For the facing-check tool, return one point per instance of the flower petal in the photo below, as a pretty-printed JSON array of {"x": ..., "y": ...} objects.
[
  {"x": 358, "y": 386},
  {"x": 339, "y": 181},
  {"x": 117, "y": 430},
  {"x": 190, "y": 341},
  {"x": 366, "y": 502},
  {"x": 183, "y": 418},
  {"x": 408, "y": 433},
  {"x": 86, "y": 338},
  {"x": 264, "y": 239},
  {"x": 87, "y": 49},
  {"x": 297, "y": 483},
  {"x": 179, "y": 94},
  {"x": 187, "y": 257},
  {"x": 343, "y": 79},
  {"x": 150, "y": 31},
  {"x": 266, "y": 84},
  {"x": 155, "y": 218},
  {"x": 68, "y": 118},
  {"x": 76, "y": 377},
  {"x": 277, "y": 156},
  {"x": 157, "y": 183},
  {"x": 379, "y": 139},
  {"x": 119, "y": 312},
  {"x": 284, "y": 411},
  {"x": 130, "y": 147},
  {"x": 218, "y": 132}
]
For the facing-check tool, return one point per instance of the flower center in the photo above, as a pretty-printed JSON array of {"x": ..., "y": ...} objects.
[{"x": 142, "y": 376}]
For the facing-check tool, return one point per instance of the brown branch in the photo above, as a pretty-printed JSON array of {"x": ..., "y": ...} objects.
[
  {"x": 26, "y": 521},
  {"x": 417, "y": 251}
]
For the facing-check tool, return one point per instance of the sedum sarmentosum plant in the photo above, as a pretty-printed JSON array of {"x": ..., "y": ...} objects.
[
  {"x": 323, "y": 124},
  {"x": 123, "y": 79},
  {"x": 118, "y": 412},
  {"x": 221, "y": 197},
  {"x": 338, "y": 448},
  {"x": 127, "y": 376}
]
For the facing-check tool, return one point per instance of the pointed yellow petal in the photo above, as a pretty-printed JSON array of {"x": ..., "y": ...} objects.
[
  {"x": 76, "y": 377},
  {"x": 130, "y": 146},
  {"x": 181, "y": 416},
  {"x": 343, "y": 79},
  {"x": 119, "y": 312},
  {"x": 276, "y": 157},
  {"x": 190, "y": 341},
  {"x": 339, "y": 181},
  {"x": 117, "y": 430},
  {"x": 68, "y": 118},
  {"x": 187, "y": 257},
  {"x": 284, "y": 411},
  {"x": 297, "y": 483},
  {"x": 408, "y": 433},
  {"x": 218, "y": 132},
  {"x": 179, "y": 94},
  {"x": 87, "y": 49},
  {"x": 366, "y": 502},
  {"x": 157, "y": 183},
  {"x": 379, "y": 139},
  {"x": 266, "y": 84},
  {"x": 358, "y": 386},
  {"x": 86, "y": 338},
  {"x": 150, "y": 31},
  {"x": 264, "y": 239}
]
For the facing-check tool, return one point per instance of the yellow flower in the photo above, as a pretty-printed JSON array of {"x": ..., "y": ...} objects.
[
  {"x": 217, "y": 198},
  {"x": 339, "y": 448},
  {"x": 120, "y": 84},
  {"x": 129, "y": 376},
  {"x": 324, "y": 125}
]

+-------+

SHORT TASK →
Make an exact copy of the listing, including every line.

EXERCISE RESPONSE →
For the facing-check tool, return one point per instance of the flower petal in the photo below, as a pretty-printed JSON array of {"x": ..., "y": ...} objects.
[
  {"x": 358, "y": 386},
  {"x": 339, "y": 181},
  {"x": 117, "y": 430},
  {"x": 190, "y": 341},
  {"x": 366, "y": 502},
  {"x": 183, "y": 418},
  {"x": 408, "y": 433},
  {"x": 86, "y": 338},
  {"x": 264, "y": 239},
  {"x": 87, "y": 49},
  {"x": 297, "y": 483},
  {"x": 179, "y": 94},
  {"x": 187, "y": 257},
  {"x": 343, "y": 79},
  {"x": 150, "y": 31},
  {"x": 266, "y": 84},
  {"x": 155, "y": 218},
  {"x": 68, "y": 118},
  {"x": 76, "y": 377},
  {"x": 277, "y": 156},
  {"x": 157, "y": 183},
  {"x": 379, "y": 139},
  {"x": 119, "y": 312},
  {"x": 284, "y": 411},
  {"x": 130, "y": 147},
  {"x": 218, "y": 132}
]
For the facing-check tool, return one point per instance of the flower center in the photo above, as a pretty-printed JSON array of {"x": ..., "y": ...} objects.
[{"x": 142, "y": 376}]
For the facing-check tool, return one point per instance of the brown branch in the photo above, as a pretty-printed JSON array of {"x": ..., "y": ...} objects.
[
  {"x": 26, "y": 521},
  {"x": 417, "y": 251}
]
For the facing-check tool, return one point per instance of the sedum sarmentosum plant in the photo above, as a pretty-printed JSON array of {"x": ..., "y": ...} objects.
[
  {"x": 323, "y": 124},
  {"x": 123, "y": 79},
  {"x": 118, "y": 412},
  {"x": 221, "y": 197},
  {"x": 338, "y": 448},
  {"x": 127, "y": 376}
]
For the facing-check tool, return one point per instance of the pointed yellow petal in the photo above, as a pretty-printed JSON array of {"x": ..., "y": ...} objects.
[
  {"x": 76, "y": 377},
  {"x": 130, "y": 146},
  {"x": 181, "y": 416},
  {"x": 343, "y": 79},
  {"x": 119, "y": 312},
  {"x": 276, "y": 157},
  {"x": 190, "y": 341},
  {"x": 339, "y": 181},
  {"x": 117, "y": 430},
  {"x": 68, "y": 118},
  {"x": 187, "y": 257},
  {"x": 284, "y": 411},
  {"x": 297, "y": 483},
  {"x": 408, "y": 433},
  {"x": 218, "y": 132},
  {"x": 179, "y": 94},
  {"x": 87, "y": 49},
  {"x": 366, "y": 502},
  {"x": 157, "y": 183},
  {"x": 379, "y": 139},
  {"x": 266, "y": 84},
  {"x": 358, "y": 386},
  {"x": 86, "y": 338},
  {"x": 150, "y": 31},
  {"x": 264, "y": 239}
]
For the facing-check tool, return one point per instance of the yellow flower in the photo above, as a pretty-printed JSON array of {"x": ..., "y": ...} objects.
[
  {"x": 217, "y": 198},
  {"x": 339, "y": 448},
  {"x": 120, "y": 84},
  {"x": 129, "y": 376},
  {"x": 324, "y": 125}
]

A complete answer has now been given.